▶ _Extracted text_:
....

BookmarkSubscribeRSS Feed
CatPaws
Calcite | Level 5

Hi!

I had an issue with SAS converting my numeric variables to character variables when imported from excel. To go around that, I saved it as a CSV then imported it. Now, I am doing a proc frequency on a character variable, and SAS is duplicating those variables. See pic below! On my spread sheet, I only have Female, Male, and Unknown, however, why are they being duplicated?

CatPaws_0-1644882855929.png

P.S How can I get UNKNOW to display the full name (UNKNOWN)?

 

2 REPLIES 2
Reeza
Super User

Quick solution:

 

FEMALE is not the same as female. The case difference does matter to SAS, though you can make it not matter by applying a format to make it consistent. Case doesn't matter to code, but it does matter to data. So proc freq is the same as PROC FREQ. In comparison, Python and R are both case sensitive in language AND data.

 

proc freq data=have;
table sex / missing;
format sex $upcase18.;
run;

However, to fix the unknown you will need to actually fix your data that you imported. I'm guessing you used PROC IMPORT and didn't write a data step? In that case, I would recommend adding the following statement to the PROC IMPORT code:

guessingrows=max;

This forces SAS to scan the full row before it imports the data, so it will really slow down your import process but you'll get cleaner data. 

 

Optimal solution:

Write an import step that will correctly read the file. You can use the code from the log as a starter version.

....

▶ _Excerpts from a point labeling dataset_:

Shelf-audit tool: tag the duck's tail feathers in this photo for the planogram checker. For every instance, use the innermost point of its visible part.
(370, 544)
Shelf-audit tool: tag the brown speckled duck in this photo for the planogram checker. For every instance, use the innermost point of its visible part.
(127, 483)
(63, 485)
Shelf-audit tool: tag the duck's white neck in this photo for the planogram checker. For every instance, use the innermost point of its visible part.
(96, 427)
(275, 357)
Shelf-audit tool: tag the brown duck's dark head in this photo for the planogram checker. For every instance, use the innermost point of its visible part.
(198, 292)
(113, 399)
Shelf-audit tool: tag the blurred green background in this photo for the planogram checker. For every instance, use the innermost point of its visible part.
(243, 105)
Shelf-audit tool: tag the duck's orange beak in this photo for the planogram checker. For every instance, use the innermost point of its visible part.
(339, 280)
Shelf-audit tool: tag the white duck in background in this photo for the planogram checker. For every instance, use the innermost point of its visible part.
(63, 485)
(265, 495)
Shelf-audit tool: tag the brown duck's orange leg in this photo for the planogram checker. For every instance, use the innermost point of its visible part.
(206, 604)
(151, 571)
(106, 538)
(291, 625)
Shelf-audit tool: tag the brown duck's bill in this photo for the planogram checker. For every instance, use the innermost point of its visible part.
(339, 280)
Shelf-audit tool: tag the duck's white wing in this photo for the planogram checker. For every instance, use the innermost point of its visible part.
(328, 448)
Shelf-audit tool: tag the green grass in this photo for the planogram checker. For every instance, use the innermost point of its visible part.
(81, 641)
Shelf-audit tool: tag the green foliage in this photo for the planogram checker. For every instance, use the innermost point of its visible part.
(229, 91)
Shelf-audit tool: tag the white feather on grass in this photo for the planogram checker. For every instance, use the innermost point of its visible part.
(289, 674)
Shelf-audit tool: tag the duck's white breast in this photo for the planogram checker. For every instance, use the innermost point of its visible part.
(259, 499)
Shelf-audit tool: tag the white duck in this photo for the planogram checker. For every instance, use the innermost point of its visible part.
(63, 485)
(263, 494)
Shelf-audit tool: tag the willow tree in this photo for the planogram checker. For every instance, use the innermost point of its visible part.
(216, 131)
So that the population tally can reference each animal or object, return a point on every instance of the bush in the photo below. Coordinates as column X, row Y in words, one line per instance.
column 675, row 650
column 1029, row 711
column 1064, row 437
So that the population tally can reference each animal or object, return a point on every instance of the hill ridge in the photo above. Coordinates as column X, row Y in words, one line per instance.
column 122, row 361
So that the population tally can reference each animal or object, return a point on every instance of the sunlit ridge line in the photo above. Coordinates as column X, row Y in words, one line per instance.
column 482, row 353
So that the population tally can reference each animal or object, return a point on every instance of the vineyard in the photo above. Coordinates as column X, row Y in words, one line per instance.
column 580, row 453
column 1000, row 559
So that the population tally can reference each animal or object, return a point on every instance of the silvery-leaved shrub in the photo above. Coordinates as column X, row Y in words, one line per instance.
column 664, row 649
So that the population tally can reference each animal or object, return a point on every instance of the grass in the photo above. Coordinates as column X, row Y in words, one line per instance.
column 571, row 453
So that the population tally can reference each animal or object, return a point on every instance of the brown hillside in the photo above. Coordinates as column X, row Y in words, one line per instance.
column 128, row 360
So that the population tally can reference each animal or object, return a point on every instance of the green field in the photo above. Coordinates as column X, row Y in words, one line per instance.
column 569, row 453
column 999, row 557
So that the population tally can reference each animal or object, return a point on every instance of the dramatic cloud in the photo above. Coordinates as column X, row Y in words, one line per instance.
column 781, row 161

....

▶ _Exercise description_: Copy out, word for word, the passage of the SAS forum thread starting with "BookmarkSubscribeRSS Feed" and going on through "they being duplicated?".

▶ _Correct result_:
BookmarkSubscribeRSS Feed
CatPaws
Calcite | Level 5

Hi!

I had an issue with SAS converting my numeric variables to character variables when imported from excel. To go around that, I saved it as a CSV then imported it. Now, I am doing a proc frequency on a character variable, and SAS is duplicating those variables. See pic below! On my spread sheet, I only have Female, Male, and Unknown, however, why are they being duplicated?